** Start SELECTED EXCERPT **

The inet6_option_space() family of functions help you parse ancillary data items for IPV6_HOPOPTS and IPV6_DSTOPTS. Similarly, the inet6_rthdr_space() family of functions help you parse ancillary data items for IPV6_RTHDR.

Note: The IPV6_HOPOPTS and IPV6_DSTOPTS values may appear multiple times on an ancillary data stream (note that the behavior is slightly different from the specification). Other ancillary data items appear no more than once.

You can pass ancillary data items with normal payload data, using the sendmsg() function. Ancillary data items are parsed by the socket manager, and are used to construct the IP6 header and extension headers. For the cmsg_level values listed above, the ancillary data format is the same as the inbound case.

Additionally, you can specify a IPV6_NEXTHOP data object. The IPV6_NEXTHOP ancillary data object specifies the next hop for the datagram as a socket address structure. In the cmsghdr structure containing this ancillary data, the cmsg_level argument is IPPROTO_IPV6, the cmsg_type argument is IPV6_NEXTHOP, and the first byte of cmsg_data is the first byte of the socket address structure.

** End SELECTED EXCERPT **
** Start DATASET **

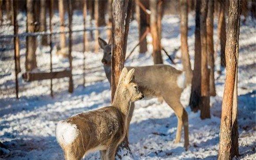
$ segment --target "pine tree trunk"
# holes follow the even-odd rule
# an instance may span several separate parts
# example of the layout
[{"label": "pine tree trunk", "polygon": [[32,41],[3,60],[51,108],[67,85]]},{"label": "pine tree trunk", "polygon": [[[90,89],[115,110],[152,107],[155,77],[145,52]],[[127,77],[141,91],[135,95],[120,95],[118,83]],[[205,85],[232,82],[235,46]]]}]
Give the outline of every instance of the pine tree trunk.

** End DATASET **
** Start DATASET **

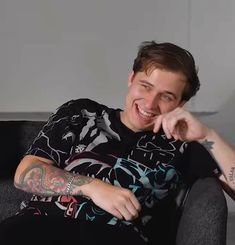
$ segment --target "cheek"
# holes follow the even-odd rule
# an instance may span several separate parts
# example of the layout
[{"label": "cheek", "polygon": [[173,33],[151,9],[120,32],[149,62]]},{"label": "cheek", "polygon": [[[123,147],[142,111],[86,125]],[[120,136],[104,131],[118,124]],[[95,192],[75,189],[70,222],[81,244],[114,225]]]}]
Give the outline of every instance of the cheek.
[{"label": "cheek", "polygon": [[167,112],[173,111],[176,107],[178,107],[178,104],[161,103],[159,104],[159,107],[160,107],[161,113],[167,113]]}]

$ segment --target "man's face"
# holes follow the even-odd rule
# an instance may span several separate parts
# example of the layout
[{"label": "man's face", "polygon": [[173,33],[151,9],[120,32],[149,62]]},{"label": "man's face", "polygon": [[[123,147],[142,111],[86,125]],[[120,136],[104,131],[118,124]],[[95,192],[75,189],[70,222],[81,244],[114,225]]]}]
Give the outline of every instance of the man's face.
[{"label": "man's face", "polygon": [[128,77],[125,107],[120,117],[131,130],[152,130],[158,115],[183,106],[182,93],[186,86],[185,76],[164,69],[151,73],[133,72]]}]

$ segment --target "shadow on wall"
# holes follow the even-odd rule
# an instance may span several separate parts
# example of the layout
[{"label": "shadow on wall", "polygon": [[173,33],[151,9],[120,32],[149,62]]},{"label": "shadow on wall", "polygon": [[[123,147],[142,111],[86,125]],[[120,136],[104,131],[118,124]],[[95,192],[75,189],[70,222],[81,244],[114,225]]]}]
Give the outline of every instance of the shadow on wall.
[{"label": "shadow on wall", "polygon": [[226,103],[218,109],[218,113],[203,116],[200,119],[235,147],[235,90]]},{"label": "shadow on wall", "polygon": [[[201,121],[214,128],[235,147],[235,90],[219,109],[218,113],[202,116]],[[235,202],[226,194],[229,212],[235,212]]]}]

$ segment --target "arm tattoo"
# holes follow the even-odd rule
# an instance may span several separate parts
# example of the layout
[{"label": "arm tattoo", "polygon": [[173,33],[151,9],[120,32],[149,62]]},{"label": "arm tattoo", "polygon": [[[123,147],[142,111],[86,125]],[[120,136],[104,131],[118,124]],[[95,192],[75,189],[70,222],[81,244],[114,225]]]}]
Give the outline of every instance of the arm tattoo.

** End DATASET **
** Start DATASET **

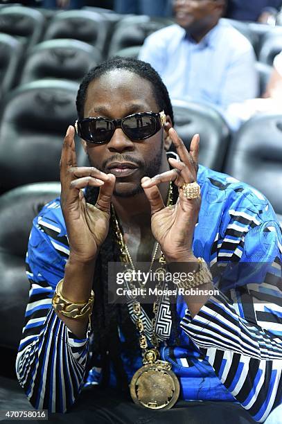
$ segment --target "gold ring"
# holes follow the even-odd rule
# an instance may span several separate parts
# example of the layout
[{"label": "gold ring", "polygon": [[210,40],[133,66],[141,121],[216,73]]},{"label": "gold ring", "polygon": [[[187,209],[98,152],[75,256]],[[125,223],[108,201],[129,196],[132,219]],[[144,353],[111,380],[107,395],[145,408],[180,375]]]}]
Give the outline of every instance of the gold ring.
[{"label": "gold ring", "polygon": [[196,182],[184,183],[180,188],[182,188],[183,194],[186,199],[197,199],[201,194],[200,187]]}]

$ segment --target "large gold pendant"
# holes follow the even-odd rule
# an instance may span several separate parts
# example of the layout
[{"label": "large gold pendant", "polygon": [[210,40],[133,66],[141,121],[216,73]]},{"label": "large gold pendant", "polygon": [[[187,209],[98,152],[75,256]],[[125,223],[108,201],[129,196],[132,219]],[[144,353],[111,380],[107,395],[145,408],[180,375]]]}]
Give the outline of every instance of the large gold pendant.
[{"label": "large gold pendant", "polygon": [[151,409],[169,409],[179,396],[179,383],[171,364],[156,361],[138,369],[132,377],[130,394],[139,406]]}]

** End DATASET **

### LIST OF TASKS
A. Answer these questions on the passage about IPv6 ancillary data:
(i) Which family of functions helps parse ancillary data items for IPV6_RTHDR?
(ii) Which function lets you pass ancillary data items along with normal payload data?
(iii) For the IPV6_NEXTHOP data object, what is the cmsg_level argument in the cmsghdr structure?
B. Carry on the passage about IPv6 ancillary data, starting after its final sentence.

### RESPONSE LIST
A.
(i) The inet6_rthdr_space() family of functions.
(ii) The sendmsg() function.
(iii) IPPROTO_IPV6.

B.
If the socket address structure contains an IP6 address (e.g., the sin6_family argument is AF_INET6 ), then the node identified by that address must be a neighbor of the sending host. If that address equals the destination IP6 address of the datagram, then this is equivalent to the existing SO_DONTROUTE socket option.

For applications that don't, or can't, use the sendmsg() or the recvmsg() function, the IPV6_PKTOPTIONS socket option is defined. Setting the socket option specifies any of the optional output fields:

setsockopt( fd, IPPROTO_IPV6, IPV6_PKTOPTIONS,
            &buf, len );

The buf argument points to a buffer containing one or more ancillary data objects; the len argument is the total length of all these objects. The application fills in this buffer exactly as if the buffer were being passed to the sendmsg() function as control information.

The options set by calling setsockopt() for IPV6_PKTOPTIONS are called "sticky" options because once set, they apply to all packets sent on that socket. The application can call setsockopt() again to change all the sticky options, or it can call setsockopt() with a length of 0 to remove all the sticky options for the socket.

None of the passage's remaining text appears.